• WHAT IS REQUIRED
Copy out the part of the records that opens with the line containing "Exercise. Point out each instance of the dry" and closes with the line containing "Exercise. Point out each instance of the grass field". Replace "grass" with "turf" and leave everything else unchanged.

Start of ITEMS

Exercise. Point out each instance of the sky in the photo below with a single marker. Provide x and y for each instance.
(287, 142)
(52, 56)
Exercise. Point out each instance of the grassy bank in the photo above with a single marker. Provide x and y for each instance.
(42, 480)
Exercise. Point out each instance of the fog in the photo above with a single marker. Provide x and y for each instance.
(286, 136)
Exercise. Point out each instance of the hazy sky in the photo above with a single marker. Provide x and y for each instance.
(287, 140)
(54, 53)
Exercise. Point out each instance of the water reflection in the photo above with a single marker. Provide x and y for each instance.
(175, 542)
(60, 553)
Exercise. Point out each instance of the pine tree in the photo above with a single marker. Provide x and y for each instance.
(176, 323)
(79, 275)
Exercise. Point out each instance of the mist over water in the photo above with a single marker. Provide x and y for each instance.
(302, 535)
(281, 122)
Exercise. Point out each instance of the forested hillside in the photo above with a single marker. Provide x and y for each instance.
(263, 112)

End of ITEMS
Start of ITEMS

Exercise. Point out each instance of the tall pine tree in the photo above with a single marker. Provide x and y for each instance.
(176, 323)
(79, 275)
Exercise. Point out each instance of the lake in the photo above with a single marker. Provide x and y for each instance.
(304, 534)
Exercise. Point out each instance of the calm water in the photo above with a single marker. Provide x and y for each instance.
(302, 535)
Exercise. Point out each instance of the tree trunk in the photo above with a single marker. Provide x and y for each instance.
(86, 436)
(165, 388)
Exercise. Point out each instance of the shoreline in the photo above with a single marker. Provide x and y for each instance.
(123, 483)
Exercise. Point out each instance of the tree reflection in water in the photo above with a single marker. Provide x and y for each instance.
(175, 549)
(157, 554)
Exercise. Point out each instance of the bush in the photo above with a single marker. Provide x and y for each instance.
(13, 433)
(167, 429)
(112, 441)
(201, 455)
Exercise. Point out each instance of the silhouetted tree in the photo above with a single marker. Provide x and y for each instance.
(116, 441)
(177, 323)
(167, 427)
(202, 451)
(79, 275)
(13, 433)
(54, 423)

End of ITEMS
Start of ITEMS

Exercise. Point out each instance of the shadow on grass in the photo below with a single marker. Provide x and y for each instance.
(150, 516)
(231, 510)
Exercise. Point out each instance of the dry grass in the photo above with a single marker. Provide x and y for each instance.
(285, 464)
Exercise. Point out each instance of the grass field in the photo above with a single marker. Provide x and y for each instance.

End of ITEMS

• WRITTEN RESPONSE
Exercise. Point out each instance of the dry turf in the photo above with a single marker. Provide x and y for each instance.
(285, 464)
Exercise. Point out each instance of the turf field in the photo above with a single marker. Provide x and y for each instance.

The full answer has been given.